ESTRATTO DEL TESTO:
Naturalmente la radicale riforma dell'autonomia finanziaria, come
sopra descritta, si inserisce a sua volta in una piu' ampia riforma
dei rapporti fra centro e periferia, attraverso la valorizzazione
degli enti territoriali e l'attribuzione a questi di un complesso
sistema di funzioni, poteri e competenze.
In definitiva, l'attuazione del nuovo modello attraverso la
legislazione ordinaria deve realizzarsi attraverso un intervento
organico. Di tale esigenza occorre tenere sempre conto quando si
valutano i profili attuativi per non incorrere in ingiustificabili
rotture sia sul piano logico che giuridico, con conseguenze di grave
impatto finanziario.
Sotto tale aspetto, d'altronde, come e' noto, la Corte
costituzionale, ha affermato che l'attuazione dell'art. 119 Cost.
«richiede il preventivo intervento del legislatore statale che detti
principi e regole di coordinamento della finanza pubblica e del
sistema tributario, non potendosi ammettere in mancanza di cio',
l'emanazione di discipline autonome delle singole regioni» (cfr.
sent. n. 13/2004).
In tal senso, nel momento in cui si impedisce alle regioni di
attuare (in attesa di una disciplina statale) parte rilevante del
nuovo modello finanziario delineato dall'art. 119 Cost. (e, quindi,
di trovare risorse in modo autonomo), si mostra irragionevole ed
illegittimo sottrarre alle stesse (improvvisamente) quei mezzi di
gestione della spesa che attualmente consentono la governabilita' del
sistema finanziario e di spesa regionale. Ne consegue che, come e'
stato chiarito, «e' evidente come cio' richieda altresi' la
definizione di una disciplina transitoria che consenta l'ordinato
passaggio dall'attuale sistema, caratterizzato dalla permanenza di
una finanza regionale e locale ancora in non piccola parte
«derivata», cioe' dipendente dal bilancio statale, e da una
disciplina statale unitaria di tutti i tributi, con limitate
possibilita' riconosciute a regioni ed enti locali di effettuare
autonome scelte, ad un nuovo sistema» (cfr. Corte cost. 26 gennaio
2004, n. 37).
E nella complessiva giurisprudenza costituzionale emerge questo
dato ricostruttivo: e' possibile giustificare anche interventi
parziali nella materia finanziaria, sempre che essi non dipendano e
siano condizionati dalla necessaria attuazione dell'art. 119.

COSA FARE:
- A) Per ciascuna affermazione indica sì o no a seconda che concordi con il testo sull'autonomia finanziaria regionale, citando fedelmente le parole del testo che decidono la risposta. (i) La Corte costituzionale ammette che le singole regioni emanino discipline autonome prima dell'intervento del legislatore statale. (ii) L'attuazione del nuovo modello tramite la legislazione ordinaria deve avvenire con un intervento organico. (iii) Nel sistema attuale la finanza regionale e locale dipende ancora in parte dal bilancio statale.
- B) In una-tre frasi, spiega perché, secondo il testo sull'autonomia finanziaria regionale, è irragionevole e illegittimo sottrarre alle regioni gli attuali mezzi di gestione della spesa.
- C) Scrivi il seguito del testo sull'autonomia finanziaria regionale, riprendendo subito dopo l'ultima frase riportata.

MATERIALE PRESENTATO:

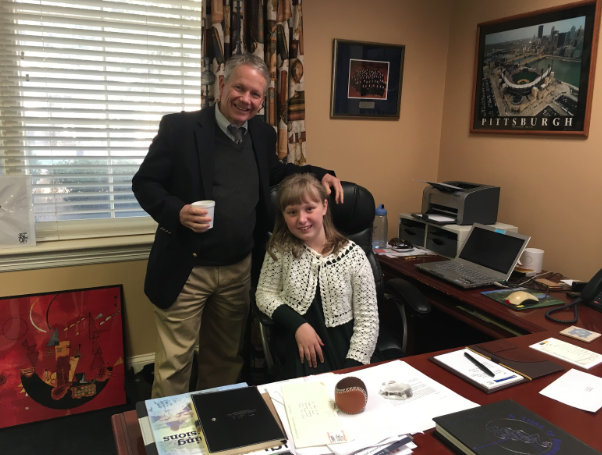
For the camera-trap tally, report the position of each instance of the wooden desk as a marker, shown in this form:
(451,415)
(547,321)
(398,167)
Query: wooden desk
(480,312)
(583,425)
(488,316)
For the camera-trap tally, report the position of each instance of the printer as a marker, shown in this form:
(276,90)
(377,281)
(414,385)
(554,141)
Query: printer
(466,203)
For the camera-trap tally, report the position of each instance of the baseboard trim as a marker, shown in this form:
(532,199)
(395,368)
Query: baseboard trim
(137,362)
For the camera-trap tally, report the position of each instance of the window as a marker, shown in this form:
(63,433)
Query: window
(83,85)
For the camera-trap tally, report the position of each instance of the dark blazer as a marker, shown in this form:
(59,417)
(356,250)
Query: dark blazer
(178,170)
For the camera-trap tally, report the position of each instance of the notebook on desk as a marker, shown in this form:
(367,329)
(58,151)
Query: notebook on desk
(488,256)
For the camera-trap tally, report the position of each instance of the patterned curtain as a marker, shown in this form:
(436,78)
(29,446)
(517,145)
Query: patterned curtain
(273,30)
--
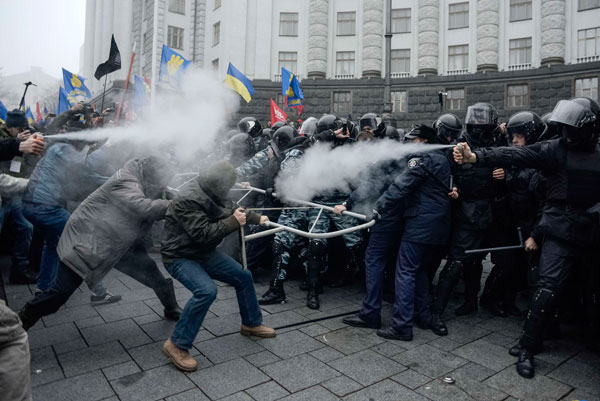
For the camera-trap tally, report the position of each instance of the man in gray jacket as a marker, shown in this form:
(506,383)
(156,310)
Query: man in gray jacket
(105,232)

SOLUZIONI:
- A)
(i) No: "non potendosi ammettere in mancanza di cio', l'emanazione di discipline autonome delle singole regioni".
(ii) Sì: "l'attuazione del nuovo modello attraverso la legislazione ordinaria deve realizzarsi attraverso un intervento organico".
(iii) Sì: "una finanza regionale e locale ancora in non piccola parte «derivata», cioe' dipendente dal bilancio statale".

- B) Alle regioni è impedito di attuare, in attesa di una disciplina statale, una parte rilevante del nuovo modello finanziario dell'art. 119 Cost., e quindi di trovare risorse in modo autonomo. Togliere loro all'improvviso i mezzi di gestione della spesa che oggi garantiscono la governabilità del sistema finanziario e di spesa regionale risulterebbe perciò irragionevole e illegittimo.

- C)
Ed e' proprio il caso di specie, nel momento in cui il meccanismo
di cui al sesto comma dell'art. 119 e' chiaramente funzionale e
complementare all'assetto complessivo, ed e' espressione
dell'autonomia politico-economica delle regioni e degli enti locali e
delle conseguenti scelte di organizzazione.
D'altro canto, nel momento in cui l'art. 119 prevede che «i
comuni, le province, le citta' metropolitane e le regioni hanno un
proprio patrimonio, attribuito secondo i principi generali e
determinati dalla legge dello Stato. Possono ricorrere
all'indebitamento solo per finanziare spese di investimento» conferma
il principio che ciascun Ente territoriale deve assumersi la
responsabilita' delle proprie scelte organizzative (di cui il piano
finanziario costituisce uno degli aspetti piu' rilevanti) in
relazione ai parametri costituzionali.
In tal senso nella giurisprudenza della Corte costituzionale e'
emerso, ed e' stato ribadito, che «nell'assetto delle competenze
costituzionali configurato dal nuovo titolo V, parte II, della
Costituzione, l'autofinanziamento delle funzioni attribuite alle
regioni ed enti locali non costituisce altro se non un corollario
della potesta' legislativa regionale esclusiva in materia di
ordinamento e organizzazione amministrative, affinche' per tale via
possa trovare compiuta realizzazione il principio piu' volte ribadito
... circa il parallelismo fra responsabilita' di disciplina della
materia e responsabilita' finanziaria» (sent. Corte cost. 17/2004).
Naturalmente l'intervento oggetto del presente ricorso e' in
palese violazione anche dell'art. 117 Cost., in quanto la disciplina,
seppure rientrante nella materia «armonizzazione dei bilanci pubblici
e coordinamento della finanza pubblica e del sistema tributario», non
presenta le caratteristiche di principi fondamentali alla cui
fissazione si deve limitare la legge statale nelle ipotesi di
competenza concorrente.
2. - Ulteriore violazione degli artt. 3, 114, 117 e 119 Cost.
violazione dell'art. 120 Cost., lesione della sfera di competenza
delle regioni. Violazione del principio di leale cooperazione.
Irragionevolezza. Violazione del d.lgs. 28 agosto 1997, n. 281.
Anche a voler ammettere la possibilita' della qui contestata
attuazione parziale dell'art. 119 Cost., illegittime sarebbero le
modalita'.
In primo luogo, perche', come si e' anticipato, la legge statale
ha selezionato in maniera irragionevole alcuni contenuti di
specifiche qualificazioni presenti nella previsione costituzionale
(sesto comma, art. 119).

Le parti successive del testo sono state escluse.